PAGE EXCERPT:

########################################

The first moment m is a smoothed estimate of the gradient direction and magnitude — essentially momentum. It keeps the optimizer moving consistently even when individual mini-batch gradients are noisy. The second moment v tracks the scale of recent gradients for each parameter. Dividing by √v normalizes the update: parameters with large gradients get smaller steps, parameters with small gradients get larger steps. Together, m/√v gives you a direction and an appropriate scale.

The bias correction terms (dividing by 1 − β^t) are a subtle but important detail. At the start of training, m and v are initialized to zero. After the first step, m = (1 − β₁) · grad, which underestimates the true mean by a factor of about 10 (since β₁ = 0.9). The bias correction inflates the early estimates to account for the zero initialization. Without it, the first few updates are too small. By around step 10-20, the correction terms approach 1 and stop mattering.

Why does Adam work so well? It adapts the learning rate per-parameter (handling the different-scales problem), it has momentum (handling noise and saddle points), and the defaults are robust. For practitioners, this means less hyperparameter tuning than SGD with momentum, which is why Adam became the default for research projects where development speed matters.

import numpy as np

# Adam from scratch on f(x, y) = (x-3)^2 + 10*(y+2)^2
# The landscape is steep in y, shallow in x — different scales.
# Adam adapts the learning rate for each parameter independently.

########################################

RECORDS:
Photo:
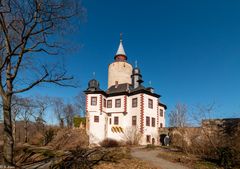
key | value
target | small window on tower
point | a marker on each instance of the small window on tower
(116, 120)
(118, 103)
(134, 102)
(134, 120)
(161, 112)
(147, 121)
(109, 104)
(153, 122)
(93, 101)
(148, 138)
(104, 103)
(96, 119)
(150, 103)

########################################

In the excerpt on the Adam optimizer, by roughly which step do the bias correction terms approach 1? The items are not needed for this.

RESULT BELOW: By around step 10 to 20.